## Begin Excerpt to read

When you look at your electricity bill or app, you’ll see the amount of electricity you’ve used is measured in kilowatt hours (kWh). Let’s explore what a kWh is so you’ve got a better understanding of how your energy usage is measured and priced.

### Article Contents

- kWH basics explained
- What is a kWh?
- What is the difference between a kW and a kWh?

- Calculating kWhs
- How to calculate a kWh of electricity?
- What can 1 kWh power?
- How much does 1 kWh of electricity cost?

- kWh & electricity usage at home
- What is the average household usage in NI?
- How many kWh do household appliances use?
- How many kWh do electric vehicles use?

- How to save kWh of electricity
- Monitor Usage
- Update Appliances
- Energy Saving Tips
- Compare Tariffs

- FAQs

### KWH basics explained

**What is a kWh?**

A kilowatt hour (kWh) is a measure used to calculate how much electricity you’re using. It helps to compare the amount of electricity different appliances use. One kilowatt hour is the amount of energy you need to run a 1,000-watt (1 kW) appliance for one hour.

## End Excerpt to read
## Begin Entries

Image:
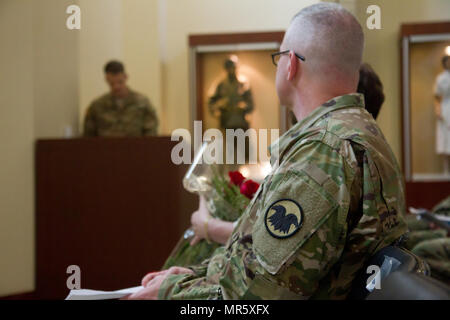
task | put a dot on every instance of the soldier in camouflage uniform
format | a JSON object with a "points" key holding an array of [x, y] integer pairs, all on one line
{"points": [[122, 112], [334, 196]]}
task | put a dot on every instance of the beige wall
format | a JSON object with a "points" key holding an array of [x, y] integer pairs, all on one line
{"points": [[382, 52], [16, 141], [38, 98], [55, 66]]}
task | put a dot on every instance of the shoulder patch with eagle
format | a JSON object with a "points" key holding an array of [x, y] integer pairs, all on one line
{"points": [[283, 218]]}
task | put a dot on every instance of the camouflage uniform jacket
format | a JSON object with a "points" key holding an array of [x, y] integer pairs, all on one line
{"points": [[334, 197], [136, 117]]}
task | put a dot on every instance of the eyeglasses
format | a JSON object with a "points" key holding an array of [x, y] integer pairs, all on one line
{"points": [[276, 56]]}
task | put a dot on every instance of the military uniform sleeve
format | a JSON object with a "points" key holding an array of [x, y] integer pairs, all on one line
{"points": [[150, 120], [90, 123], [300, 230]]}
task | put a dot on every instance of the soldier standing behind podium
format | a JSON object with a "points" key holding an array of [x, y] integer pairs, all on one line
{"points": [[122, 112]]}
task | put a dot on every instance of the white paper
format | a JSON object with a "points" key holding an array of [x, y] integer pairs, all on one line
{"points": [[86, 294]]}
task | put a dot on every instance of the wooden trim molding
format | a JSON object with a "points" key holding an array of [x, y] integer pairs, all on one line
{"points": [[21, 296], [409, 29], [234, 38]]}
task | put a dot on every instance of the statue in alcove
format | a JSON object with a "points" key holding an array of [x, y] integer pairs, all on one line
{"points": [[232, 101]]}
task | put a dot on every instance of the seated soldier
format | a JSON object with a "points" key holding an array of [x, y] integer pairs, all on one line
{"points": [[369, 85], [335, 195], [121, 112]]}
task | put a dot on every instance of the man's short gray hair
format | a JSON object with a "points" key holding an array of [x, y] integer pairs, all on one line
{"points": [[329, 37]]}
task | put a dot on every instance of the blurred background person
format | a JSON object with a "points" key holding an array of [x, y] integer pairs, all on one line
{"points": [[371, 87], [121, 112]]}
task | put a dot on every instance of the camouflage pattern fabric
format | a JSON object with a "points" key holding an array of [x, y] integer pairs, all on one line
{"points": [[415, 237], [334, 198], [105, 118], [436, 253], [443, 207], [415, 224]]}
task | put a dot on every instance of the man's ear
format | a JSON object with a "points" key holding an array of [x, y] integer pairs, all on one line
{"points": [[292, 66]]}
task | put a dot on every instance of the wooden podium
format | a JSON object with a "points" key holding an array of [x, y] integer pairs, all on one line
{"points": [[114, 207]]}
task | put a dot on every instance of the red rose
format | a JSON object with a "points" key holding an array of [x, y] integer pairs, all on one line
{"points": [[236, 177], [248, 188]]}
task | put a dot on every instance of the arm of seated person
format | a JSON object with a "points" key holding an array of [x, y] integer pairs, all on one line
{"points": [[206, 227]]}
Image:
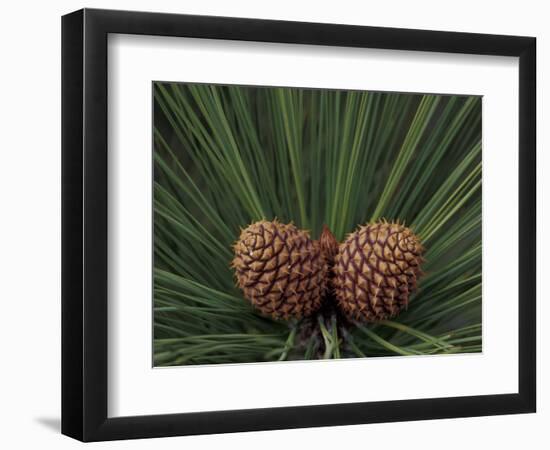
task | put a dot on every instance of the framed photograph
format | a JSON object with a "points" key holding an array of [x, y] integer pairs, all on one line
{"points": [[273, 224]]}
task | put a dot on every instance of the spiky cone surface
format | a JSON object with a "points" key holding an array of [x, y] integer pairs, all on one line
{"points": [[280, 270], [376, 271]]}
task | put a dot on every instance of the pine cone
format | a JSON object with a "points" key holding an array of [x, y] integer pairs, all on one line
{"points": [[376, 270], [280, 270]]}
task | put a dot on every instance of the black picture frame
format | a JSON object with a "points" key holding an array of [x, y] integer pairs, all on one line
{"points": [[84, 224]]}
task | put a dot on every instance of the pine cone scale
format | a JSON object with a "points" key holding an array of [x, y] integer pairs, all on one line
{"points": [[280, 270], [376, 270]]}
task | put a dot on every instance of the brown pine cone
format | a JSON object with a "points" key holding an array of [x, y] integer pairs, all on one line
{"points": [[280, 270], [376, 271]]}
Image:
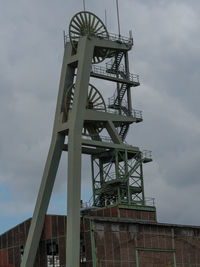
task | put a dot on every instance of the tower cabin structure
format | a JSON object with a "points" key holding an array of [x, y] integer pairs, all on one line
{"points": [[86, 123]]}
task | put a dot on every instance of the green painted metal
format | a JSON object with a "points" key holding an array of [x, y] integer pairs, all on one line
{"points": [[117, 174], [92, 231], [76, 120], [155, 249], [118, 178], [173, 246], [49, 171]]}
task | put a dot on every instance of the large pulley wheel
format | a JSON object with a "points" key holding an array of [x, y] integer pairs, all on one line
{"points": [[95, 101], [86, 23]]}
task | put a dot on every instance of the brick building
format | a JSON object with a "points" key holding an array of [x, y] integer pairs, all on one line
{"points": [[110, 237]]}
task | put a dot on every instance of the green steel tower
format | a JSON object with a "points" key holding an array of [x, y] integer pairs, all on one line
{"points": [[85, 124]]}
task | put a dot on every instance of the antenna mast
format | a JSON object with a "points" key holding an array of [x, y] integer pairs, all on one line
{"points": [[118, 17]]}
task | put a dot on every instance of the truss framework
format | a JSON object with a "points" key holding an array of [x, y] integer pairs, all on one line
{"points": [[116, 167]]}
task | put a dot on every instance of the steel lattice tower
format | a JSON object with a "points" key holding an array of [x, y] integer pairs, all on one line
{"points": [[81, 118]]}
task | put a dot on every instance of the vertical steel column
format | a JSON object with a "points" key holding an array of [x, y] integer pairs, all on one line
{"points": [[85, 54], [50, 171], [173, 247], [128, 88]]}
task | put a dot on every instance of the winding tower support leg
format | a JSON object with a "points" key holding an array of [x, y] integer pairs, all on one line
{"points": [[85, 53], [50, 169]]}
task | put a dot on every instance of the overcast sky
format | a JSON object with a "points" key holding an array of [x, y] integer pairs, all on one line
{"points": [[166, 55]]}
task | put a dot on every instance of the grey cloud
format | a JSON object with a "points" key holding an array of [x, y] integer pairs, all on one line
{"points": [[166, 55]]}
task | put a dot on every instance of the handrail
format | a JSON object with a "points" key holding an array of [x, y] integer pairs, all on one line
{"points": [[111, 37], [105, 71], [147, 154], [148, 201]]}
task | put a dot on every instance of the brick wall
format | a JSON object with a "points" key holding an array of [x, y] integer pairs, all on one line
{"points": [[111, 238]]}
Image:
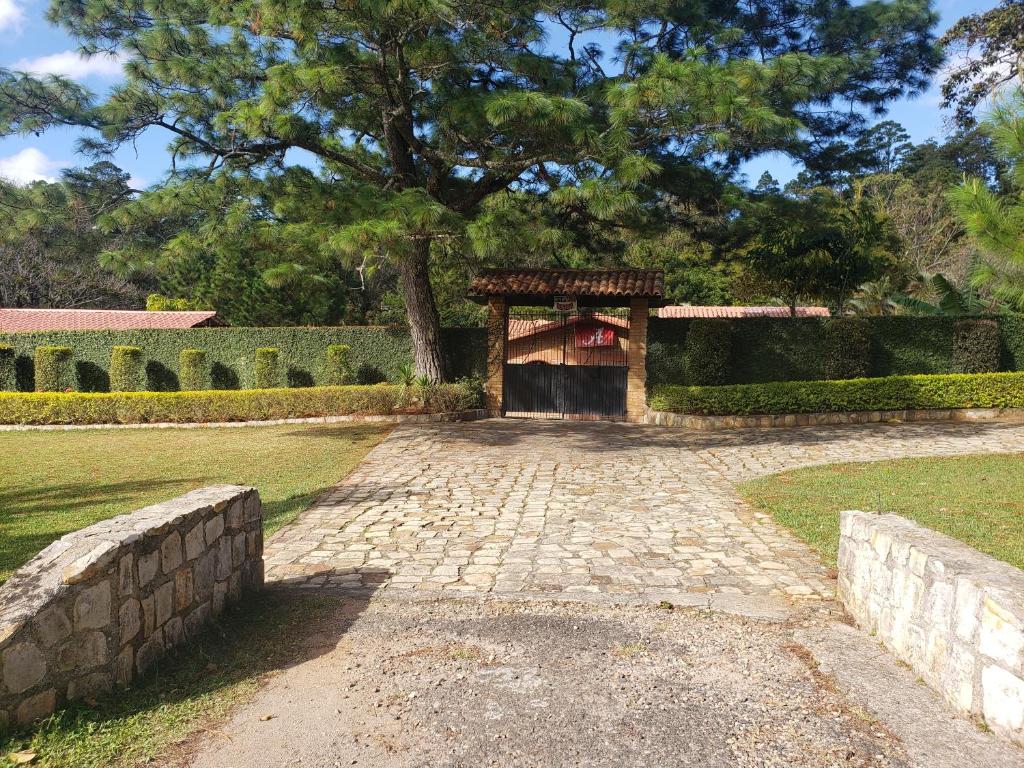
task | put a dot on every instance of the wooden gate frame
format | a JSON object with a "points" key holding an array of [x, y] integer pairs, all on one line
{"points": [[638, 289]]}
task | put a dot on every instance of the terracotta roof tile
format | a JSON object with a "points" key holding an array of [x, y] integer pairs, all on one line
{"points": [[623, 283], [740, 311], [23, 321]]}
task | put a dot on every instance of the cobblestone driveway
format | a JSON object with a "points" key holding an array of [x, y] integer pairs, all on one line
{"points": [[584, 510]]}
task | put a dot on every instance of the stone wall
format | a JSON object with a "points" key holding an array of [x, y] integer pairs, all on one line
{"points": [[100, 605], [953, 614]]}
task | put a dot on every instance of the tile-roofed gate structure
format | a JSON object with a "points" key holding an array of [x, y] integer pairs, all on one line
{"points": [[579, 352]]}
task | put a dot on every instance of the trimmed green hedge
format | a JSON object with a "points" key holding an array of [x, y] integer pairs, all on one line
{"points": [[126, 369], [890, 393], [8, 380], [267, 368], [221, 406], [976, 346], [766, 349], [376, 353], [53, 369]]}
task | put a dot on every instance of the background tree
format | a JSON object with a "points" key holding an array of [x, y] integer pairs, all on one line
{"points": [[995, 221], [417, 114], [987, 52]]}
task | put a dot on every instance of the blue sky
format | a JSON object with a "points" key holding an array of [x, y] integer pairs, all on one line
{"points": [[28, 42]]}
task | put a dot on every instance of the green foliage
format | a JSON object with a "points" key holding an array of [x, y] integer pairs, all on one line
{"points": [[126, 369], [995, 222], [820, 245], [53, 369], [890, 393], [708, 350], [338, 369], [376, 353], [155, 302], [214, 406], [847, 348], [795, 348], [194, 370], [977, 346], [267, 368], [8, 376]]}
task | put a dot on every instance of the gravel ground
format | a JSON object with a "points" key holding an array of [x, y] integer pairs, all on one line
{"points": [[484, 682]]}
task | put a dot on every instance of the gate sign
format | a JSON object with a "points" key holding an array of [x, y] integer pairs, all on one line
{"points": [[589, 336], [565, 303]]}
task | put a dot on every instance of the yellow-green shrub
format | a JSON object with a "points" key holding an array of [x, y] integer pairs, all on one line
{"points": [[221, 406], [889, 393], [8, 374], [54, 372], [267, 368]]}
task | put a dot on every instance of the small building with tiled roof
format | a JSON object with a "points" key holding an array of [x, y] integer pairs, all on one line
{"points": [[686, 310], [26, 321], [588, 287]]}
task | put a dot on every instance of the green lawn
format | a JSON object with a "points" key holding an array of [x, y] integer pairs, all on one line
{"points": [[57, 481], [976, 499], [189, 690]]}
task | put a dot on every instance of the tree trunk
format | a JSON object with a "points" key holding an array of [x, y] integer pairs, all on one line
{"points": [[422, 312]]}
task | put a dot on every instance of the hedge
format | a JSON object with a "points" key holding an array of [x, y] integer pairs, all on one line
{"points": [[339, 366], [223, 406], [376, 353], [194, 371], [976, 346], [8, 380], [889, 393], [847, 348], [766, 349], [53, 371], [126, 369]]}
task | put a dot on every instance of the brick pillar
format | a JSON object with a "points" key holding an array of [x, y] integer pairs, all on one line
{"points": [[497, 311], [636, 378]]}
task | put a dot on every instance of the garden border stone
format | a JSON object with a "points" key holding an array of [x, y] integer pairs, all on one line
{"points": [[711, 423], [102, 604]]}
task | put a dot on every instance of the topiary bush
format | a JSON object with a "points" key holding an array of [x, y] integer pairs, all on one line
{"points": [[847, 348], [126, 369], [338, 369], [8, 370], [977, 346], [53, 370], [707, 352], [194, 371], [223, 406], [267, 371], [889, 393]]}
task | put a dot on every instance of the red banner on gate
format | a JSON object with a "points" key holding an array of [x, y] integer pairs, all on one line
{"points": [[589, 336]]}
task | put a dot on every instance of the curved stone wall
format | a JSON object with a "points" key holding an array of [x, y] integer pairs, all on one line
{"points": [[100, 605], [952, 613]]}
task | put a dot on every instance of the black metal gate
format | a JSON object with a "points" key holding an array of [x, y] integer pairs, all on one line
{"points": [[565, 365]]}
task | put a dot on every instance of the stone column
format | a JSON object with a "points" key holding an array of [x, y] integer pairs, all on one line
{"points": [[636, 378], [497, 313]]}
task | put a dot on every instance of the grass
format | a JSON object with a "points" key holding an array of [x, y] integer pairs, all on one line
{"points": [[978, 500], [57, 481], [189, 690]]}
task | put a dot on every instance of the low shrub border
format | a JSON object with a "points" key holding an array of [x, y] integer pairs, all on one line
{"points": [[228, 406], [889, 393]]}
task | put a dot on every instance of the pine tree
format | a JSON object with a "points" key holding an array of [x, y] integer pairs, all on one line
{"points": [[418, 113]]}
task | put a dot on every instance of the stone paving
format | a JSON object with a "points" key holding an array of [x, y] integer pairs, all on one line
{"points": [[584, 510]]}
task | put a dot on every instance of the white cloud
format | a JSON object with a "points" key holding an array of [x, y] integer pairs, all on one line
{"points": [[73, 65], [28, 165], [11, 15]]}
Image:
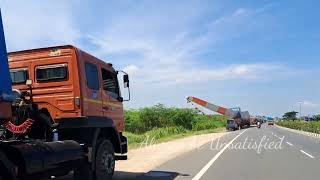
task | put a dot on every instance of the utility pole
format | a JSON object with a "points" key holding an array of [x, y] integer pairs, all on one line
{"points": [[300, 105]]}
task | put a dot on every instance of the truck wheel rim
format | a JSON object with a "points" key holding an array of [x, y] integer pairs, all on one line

## End Entries

#### What the task asks
In the kilowatt-hour article's contents, list every item placed under "How to save kWh of electricity". The entries have no connection to the kilowatt-hour article.

#### Answer to this exercise
- Monitor Usage
- Update Appliances
- Energy Saving Tips
- Compare Tariffs